Early on, the unique history of the Jews attracted DNA researchers who sought to solve the mystery of the origins of the Jewish people.

Are the origins of the English, for example, as mysterious?  Why not?  Why should the origins of a historically important ethnie be inflated into a “mystery”?

The new analysis shows that Jewish ancestry reflects a mosaic of genetic sources.  While earlier studies focused on the Middle Eastern component of Jewish DNA, new research has revealed that both Europeans and Central Asians also made significant genetic contributions to Jewish ancestry.  Moreover, while the DNA studies have confirmed the close genetic interrelatedness of many Jewish communities, they have also confirmed what many suspected all along: Jews do not constitute a single group distinct from all others.

The last sentence is an opinion, a certain “spin” put on the data.  Even if a degree of genetic diversity exists within the worldwide Jewish population, that does not logically imply that this diverse group cannot be more similar to themselves than to the even more genetically distinct gentile populations of the world.  Jews may be both distinct and internally diverse.  After all, doesn’t “close genetic interrelatedness” suggest that at least the major Jewish populations constitute such a distinct entity?  Certainly, I’ll agree that outliers like the Ethiopian and Chinese Jews do not fall within this distinct group, but these outliers are a small minority of the overall Jewish population.

(Records from a data collection)
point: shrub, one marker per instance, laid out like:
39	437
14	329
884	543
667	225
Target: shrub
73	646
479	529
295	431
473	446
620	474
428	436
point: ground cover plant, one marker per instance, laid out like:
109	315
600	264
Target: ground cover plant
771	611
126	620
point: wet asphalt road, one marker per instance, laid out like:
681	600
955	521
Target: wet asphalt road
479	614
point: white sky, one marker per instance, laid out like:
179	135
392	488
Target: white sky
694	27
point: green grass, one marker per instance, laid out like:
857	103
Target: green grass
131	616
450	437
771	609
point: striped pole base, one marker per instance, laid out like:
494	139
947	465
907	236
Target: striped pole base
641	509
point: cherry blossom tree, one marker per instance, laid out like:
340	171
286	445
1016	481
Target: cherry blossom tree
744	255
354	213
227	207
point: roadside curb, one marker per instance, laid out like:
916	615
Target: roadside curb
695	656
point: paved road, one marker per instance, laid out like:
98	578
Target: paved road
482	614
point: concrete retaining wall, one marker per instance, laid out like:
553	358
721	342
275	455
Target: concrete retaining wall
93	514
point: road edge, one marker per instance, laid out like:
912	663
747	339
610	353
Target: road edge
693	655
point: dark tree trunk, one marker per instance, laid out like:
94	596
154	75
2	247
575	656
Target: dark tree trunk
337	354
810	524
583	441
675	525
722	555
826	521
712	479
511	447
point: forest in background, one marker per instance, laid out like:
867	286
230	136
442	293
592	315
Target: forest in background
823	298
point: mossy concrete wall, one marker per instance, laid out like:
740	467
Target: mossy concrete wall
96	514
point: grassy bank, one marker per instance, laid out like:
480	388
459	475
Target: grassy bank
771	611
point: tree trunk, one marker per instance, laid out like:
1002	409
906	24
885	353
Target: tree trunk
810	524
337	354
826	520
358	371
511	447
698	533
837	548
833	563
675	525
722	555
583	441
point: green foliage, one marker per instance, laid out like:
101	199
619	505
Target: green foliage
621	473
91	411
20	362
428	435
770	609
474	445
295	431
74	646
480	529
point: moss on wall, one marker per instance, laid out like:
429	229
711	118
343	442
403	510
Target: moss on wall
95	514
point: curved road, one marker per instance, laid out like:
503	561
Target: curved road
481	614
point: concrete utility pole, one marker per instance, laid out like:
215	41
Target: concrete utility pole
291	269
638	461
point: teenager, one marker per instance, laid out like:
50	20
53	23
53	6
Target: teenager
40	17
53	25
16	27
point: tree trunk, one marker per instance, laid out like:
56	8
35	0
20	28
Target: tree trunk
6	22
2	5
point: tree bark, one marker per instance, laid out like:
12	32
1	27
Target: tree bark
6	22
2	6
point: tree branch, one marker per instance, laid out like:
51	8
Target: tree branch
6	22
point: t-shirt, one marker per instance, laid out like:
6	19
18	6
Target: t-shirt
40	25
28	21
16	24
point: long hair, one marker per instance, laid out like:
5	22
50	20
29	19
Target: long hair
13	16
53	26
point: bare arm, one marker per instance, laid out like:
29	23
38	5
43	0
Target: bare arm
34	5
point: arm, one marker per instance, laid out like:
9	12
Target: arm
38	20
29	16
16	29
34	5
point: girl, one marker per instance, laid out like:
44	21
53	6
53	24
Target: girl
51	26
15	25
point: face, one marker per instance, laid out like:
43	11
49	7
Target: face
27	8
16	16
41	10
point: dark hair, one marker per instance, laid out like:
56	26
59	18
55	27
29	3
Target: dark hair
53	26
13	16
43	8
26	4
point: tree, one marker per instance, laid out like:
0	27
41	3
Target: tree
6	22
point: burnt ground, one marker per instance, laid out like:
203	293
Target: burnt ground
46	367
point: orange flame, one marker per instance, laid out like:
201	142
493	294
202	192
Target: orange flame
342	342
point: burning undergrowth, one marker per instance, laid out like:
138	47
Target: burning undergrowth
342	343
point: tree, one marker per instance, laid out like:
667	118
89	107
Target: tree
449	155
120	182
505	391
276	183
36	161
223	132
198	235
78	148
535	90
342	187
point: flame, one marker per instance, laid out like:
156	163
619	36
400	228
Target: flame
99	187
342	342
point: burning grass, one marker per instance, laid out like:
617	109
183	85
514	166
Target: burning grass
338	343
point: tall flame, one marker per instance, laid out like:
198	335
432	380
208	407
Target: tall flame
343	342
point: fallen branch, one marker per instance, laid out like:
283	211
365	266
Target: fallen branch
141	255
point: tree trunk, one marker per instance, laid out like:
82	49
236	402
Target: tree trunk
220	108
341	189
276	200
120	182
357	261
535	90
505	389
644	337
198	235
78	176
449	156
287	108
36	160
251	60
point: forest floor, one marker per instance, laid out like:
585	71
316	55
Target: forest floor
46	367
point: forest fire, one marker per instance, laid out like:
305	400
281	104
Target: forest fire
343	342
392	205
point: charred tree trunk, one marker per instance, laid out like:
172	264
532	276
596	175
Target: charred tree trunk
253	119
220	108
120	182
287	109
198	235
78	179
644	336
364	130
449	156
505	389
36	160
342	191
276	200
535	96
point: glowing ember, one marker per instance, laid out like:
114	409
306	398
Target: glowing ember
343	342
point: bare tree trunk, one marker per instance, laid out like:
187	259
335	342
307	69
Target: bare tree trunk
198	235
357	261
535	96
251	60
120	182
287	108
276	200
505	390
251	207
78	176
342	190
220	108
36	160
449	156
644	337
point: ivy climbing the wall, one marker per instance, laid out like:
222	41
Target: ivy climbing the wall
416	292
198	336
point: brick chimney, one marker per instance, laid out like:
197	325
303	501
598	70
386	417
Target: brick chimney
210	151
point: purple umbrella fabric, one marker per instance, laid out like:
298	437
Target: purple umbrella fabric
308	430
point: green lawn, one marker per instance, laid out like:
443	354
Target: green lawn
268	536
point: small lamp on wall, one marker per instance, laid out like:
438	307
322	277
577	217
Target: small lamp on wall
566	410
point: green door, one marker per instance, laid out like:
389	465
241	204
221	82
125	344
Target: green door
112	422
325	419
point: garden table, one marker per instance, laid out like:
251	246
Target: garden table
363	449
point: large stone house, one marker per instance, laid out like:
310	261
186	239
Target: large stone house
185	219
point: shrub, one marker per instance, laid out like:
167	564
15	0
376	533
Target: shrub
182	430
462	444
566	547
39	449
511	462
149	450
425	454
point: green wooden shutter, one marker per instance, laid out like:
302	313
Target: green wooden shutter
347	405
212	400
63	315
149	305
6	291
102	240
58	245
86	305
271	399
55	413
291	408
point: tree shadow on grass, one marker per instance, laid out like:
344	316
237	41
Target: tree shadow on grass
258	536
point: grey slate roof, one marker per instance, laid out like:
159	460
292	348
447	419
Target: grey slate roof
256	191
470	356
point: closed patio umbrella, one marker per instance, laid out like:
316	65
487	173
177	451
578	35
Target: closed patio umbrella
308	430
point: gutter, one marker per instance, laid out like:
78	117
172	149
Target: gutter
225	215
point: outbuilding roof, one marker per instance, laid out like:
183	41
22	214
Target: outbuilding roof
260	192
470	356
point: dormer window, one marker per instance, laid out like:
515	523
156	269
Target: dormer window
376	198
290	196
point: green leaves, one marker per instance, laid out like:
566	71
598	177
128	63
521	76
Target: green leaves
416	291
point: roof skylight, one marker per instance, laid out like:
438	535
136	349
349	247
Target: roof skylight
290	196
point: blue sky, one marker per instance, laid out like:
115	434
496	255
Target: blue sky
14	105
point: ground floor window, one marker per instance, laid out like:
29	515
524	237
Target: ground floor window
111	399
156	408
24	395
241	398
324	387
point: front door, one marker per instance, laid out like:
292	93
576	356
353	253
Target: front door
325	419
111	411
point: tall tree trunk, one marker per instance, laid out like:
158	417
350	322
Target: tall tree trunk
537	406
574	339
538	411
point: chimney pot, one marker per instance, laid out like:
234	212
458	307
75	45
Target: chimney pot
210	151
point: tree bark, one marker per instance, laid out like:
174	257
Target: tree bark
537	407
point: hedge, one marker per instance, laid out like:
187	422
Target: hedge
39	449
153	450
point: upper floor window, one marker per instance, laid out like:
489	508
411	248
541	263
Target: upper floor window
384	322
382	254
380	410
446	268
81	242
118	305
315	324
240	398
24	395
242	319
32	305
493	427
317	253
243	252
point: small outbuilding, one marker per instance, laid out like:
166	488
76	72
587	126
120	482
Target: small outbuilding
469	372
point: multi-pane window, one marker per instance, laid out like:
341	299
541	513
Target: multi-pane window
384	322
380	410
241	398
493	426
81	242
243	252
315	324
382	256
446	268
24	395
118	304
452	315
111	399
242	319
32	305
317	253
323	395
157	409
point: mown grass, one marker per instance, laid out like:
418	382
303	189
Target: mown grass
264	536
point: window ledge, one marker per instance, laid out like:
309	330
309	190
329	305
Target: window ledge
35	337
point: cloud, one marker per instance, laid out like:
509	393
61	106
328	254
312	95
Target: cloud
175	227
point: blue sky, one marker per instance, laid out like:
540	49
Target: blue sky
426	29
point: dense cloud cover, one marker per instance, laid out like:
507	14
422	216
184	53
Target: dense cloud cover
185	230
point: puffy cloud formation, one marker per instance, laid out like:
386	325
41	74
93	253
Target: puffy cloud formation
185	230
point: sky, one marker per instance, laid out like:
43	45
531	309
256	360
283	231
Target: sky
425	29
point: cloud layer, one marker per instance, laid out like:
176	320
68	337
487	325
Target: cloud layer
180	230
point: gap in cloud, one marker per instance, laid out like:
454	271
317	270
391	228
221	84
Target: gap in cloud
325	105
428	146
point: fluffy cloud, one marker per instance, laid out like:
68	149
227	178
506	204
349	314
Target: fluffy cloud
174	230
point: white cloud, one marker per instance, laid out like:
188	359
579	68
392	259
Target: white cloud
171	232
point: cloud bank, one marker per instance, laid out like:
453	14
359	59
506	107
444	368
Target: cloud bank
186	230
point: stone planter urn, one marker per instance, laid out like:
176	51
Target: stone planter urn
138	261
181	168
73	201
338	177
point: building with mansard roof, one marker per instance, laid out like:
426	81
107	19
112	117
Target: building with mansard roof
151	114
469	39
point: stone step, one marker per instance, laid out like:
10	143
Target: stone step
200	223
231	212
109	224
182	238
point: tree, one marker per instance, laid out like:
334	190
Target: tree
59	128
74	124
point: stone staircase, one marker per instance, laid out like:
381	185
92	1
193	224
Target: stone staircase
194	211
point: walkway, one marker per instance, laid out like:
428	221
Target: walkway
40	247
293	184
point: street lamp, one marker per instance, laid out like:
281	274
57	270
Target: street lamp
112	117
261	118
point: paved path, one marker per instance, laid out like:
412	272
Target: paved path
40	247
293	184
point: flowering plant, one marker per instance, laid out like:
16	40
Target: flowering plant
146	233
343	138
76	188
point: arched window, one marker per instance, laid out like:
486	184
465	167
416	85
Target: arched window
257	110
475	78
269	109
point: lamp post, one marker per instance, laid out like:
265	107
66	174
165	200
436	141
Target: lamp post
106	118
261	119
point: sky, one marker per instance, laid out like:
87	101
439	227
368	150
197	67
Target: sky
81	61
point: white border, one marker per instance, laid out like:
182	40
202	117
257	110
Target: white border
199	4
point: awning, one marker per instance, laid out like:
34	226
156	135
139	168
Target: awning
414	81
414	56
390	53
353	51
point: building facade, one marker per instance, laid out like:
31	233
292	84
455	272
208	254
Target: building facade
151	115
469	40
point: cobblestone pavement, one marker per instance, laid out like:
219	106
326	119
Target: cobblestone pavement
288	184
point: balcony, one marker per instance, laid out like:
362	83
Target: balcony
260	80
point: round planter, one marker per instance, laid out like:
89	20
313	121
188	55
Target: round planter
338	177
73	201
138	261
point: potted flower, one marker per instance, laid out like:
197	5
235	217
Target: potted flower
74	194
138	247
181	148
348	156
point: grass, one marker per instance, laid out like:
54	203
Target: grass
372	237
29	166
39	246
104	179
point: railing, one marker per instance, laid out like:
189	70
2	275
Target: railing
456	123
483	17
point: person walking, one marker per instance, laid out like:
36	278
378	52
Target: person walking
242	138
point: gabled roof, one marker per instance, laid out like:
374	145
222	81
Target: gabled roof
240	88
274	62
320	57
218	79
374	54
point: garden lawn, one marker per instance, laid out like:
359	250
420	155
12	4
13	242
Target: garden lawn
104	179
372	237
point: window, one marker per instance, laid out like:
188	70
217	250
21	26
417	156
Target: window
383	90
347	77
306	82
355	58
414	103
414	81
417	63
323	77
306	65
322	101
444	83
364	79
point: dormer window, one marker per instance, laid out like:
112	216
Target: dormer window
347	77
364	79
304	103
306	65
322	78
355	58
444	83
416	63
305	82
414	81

### Description of the task
Repeat the passage on Jewish genetic ancestry word for word, starting with "Are the origins" and going on through "from all others.".

### Your solution
Are the origins of the English, for example, as mysterious?  Why not?  Why should the origins of a historically important ethnie be inflated into a “mystery”?

The new analysis shows that Jewish ancestry reflects a mosaic of genetic sources.  While earlier studies focused on the Middle Eastern component of Jewish DNA, new research has revealed that both Europeans and Central Asians also made significant genetic contributions to Jewish ancestry.  Moreover, while the DNA studies have confirmed the close genetic interrelatedness of many Jewish communities, they have also confirmed what many suspected all along: Jews do not constitute a single group distinct from all others.